**Work task**
Repeat the records below exactly as they appear.

══════════

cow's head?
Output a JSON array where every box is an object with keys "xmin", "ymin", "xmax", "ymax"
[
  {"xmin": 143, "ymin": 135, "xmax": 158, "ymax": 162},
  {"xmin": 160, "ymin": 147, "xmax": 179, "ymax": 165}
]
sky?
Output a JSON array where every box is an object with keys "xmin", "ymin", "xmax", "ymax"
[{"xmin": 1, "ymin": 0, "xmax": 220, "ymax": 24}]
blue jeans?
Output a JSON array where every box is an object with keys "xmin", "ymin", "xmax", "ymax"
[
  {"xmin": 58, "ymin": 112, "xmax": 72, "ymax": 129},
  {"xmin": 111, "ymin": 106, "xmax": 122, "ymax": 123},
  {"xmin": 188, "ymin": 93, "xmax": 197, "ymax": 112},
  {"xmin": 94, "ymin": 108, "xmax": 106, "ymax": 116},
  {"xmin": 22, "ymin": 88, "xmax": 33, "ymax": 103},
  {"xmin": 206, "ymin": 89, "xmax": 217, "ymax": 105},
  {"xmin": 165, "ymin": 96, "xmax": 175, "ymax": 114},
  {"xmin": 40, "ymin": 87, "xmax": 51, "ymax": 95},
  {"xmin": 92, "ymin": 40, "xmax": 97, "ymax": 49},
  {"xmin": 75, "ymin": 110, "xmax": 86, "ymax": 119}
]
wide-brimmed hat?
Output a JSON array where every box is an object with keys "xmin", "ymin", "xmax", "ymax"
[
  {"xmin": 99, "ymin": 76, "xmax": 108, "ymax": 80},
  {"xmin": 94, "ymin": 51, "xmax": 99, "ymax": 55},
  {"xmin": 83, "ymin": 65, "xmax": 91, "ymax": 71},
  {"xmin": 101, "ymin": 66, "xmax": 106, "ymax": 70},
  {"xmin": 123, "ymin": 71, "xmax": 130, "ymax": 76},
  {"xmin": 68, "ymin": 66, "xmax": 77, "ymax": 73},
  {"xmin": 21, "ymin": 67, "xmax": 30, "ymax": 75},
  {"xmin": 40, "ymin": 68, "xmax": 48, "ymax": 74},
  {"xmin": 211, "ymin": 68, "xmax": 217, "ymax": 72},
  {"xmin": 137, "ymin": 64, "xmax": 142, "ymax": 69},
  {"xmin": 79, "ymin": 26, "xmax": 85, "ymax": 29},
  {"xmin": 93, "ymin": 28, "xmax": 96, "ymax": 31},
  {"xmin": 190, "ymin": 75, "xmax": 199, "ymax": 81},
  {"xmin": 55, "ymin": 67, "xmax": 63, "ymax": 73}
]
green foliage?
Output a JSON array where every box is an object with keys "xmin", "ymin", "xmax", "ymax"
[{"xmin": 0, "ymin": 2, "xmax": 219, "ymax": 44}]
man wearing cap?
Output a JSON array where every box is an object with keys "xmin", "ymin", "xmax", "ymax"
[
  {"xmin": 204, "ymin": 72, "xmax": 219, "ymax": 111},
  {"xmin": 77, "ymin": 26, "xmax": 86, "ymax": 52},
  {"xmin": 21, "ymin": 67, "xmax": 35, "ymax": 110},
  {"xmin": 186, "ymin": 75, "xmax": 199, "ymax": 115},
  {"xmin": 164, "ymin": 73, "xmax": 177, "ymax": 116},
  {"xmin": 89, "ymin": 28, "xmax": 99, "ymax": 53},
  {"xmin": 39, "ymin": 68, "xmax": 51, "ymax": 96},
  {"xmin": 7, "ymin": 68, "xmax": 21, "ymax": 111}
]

══════════

**Task answer**
cow's head?
Output a JSON array where every box is an object with keys "xmin", "ymin", "xmax", "ymax"
[
  {"xmin": 143, "ymin": 135, "xmax": 158, "ymax": 162},
  {"xmin": 160, "ymin": 147, "xmax": 179, "ymax": 165}
]
sky?
Output a JSON array where every box is an object with keys "xmin", "ymin", "xmax", "ymax"
[{"xmin": 1, "ymin": 0, "xmax": 220, "ymax": 24}]
blue jeans?
Output a JSON array where every box is an object with keys "xmin", "ymin", "xmax", "ymax"
[
  {"xmin": 58, "ymin": 112, "xmax": 72, "ymax": 129},
  {"xmin": 111, "ymin": 106, "xmax": 122, "ymax": 123},
  {"xmin": 188, "ymin": 93, "xmax": 197, "ymax": 112},
  {"xmin": 94, "ymin": 108, "xmax": 106, "ymax": 116},
  {"xmin": 22, "ymin": 88, "xmax": 33, "ymax": 103},
  {"xmin": 206, "ymin": 89, "xmax": 217, "ymax": 105},
  {"xmin": 165, "ymin": 96, "xmax": 175, "ymax": 114},
  {"xmin": 40, "ymin": 87, "xmax": 51, "ymax": 95},
  {"xmin": 92, "ymin": 40, "xmax": 97, "ymax": 49},
  {"xmin": 75, "ymin": 110, "xmax": 86, "ymax": 119}
]
wide-brimmed hat?
Output a JSON array where every box is an object with keys "xmin", "ymin", "xmax", "ymax"
[
  {"xmin": 99, "ymin": 76, "xmax": 108, "ymax": 80},
  {"xmin": 94, "ymin": 51, "xmax": 99, "ymax": 55},
  {"xmin": 83, "ymin": 65, "xmax": 91, "ymax": 71},
  {"xmin": 101, "ymin": 66, "xmax": 106, "ymax": 70},
  {"xmin": 123, "ymin": 71, "xmax": 130, "ymax": 76},
  {"xmin": 68, "ymin": 66, "xmax": 77, "ymax": 73},
  {"xmin": 21, "ymin": 67, "xmax": 30, "ymax": 75},
  {"xmin": 40, "ymin": 68, "xmax": 48, "ymax": 74},
  {"xmin": 211, "ymin": 68, "xmax": 217, "ymax": 72},
  {"xmin": 137, "ymin": 64, "xmax": 142, "ymax": 69},
  {"xmin": 79, "ymin": 26, "xmax": 85, "ymax": 29},
  {"xmin": 93, "ymin": 28, "xmax": 96, "ymax": 31},
  {"xmin": 190, "ymin": 75, "xmax": 199, "ymax": 81},
  {"xmin": 55, "ymin": 67, "xmax": 63, "ymax": 73}
]
green foliage?
Output a JSON array where every box is an object with keys "xmin", "ymin", "xmax", "ymax"
[{"xmin": 0, "ymin": 2, "xmax": 219, "ymax": 44}]
man wearing cap?
Output a JSON array where every box is an object with keys "xmin", "ymin", "xmax", "ymax"
[
  {"xmin": 204, "ymin": 72, "xmax": 219, "ymax": 111},
  {"xmin": 77, "ymin": 26, "xmax": 86, "ymax": 52},
  {"xmin": 21, "ymin": 67, "xmax": 35, "ymax": 110},
  {"xmin": 186, "ymin": 75, "xmax": 199, "ymax": 115},
  {"xmin": 164, "ymin": 73, "xmax": 177, "ymax": 116},
  {"xmin": 89, "ymin": 28, "xmax": 99, "ymax": 53},
  {"xmin": 39, "ymin": 68, "xmax": 51, "ymax": 96},
  {"xmin": 7, "ymin": 68, "xmax": 21, "ymax": 111}
]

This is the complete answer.